Start of Block

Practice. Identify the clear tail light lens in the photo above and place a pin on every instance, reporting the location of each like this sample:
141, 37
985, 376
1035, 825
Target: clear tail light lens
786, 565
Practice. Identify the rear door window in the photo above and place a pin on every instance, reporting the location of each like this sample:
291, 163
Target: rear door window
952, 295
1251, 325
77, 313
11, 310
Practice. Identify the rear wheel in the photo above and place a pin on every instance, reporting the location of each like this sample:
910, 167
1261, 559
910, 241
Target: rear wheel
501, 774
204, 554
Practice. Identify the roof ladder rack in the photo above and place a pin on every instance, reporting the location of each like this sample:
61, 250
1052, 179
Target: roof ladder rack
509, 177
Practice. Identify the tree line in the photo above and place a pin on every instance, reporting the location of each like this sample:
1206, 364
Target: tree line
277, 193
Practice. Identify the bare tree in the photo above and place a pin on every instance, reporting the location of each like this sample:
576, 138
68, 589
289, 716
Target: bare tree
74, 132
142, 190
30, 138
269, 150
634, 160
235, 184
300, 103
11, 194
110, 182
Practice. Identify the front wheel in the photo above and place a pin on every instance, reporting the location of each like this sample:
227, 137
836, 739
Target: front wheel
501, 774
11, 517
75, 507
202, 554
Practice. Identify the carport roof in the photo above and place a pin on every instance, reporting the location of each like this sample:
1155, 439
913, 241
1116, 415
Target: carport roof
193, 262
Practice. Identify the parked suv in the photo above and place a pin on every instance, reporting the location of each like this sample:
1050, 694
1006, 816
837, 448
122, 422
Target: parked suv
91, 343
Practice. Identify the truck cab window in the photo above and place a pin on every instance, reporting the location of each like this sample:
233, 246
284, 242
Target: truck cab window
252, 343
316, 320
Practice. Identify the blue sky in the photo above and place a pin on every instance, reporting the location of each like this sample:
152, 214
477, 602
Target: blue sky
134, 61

End of Block

GOAL OF THE EXERCISE :: Restate every entry exactly. Leave nothing out.

TASK RESPONSE ::
Practice. Identify the clear tail light lens in the photo above and place a pin on every instance, reporting the location of each like this sample:
141, 37
985, 376
1035, 825
Target: clear tail light lens
786, 565
Practice. Identify the rear door window in the photo above and place a pin on every instance, reporting the location of each like this sample:
291, 163
Target: rear door window
952, 295
1251, 325
77, 313
11, 310
Practice. Identify the rear wheel in the photo above and place a pin on every instance, reporting the location of each like this sample:
910, 167
1261, 559
910, 241
Target: rear wheel
501, 774
204, 554
Practice. Identify the roof ladder rack in the photo above and place a pin on every instance, reporting the location of each like this sample:
61, 250
1052, 179
Target: roof ladder rack
509, 177
Practice. Identify the tree line in the photo above and place a pin on every instance, reporting the location of each like this sample:
1206, 364
Target: tree line
277, 193
Practice. Identify the bare tree in the photo above and place a pin on every instance, reporting the location of each like this sample:
576, 138
68, 589
289, 716
Target: bare tree
74, 132
142, 190
30, 138
269, 150
634, 160
235, 184
300, 103
11, 194
110, 182
Practice. Identify the front wheel in the photo above and place a pin on every instance, reporting the location of each like this sample:
227, 137
836, 739
Target: front wheel
501, 774
11, 517
75, 507
202, 554
Practice. Identify the carport roof in the photo above and place a pin on every instance, reporting the location of each like this sample:
1155, 439
913, 241
1116, 415
Target: carport roof
193, 262
Practice. Identify the parked suv in the photo above and place a pin on every instance, reporting the location of each like this sample:
1050, 694
1006, 816
837, 448
122, 422
Target: parked suv
91, 343
Practice. Identify the truck cab window in the photo above and place a pin on every instance, reporting the location of each like this sample:
233, 246
284, 242
Target: truck cab window
252, 343
316, 320
Practice. Identify the blue sky in the photo above and place a pin on every instance, reporting the location of each like this sample:
152, 214
477, 602
Target: blue sky
134, 61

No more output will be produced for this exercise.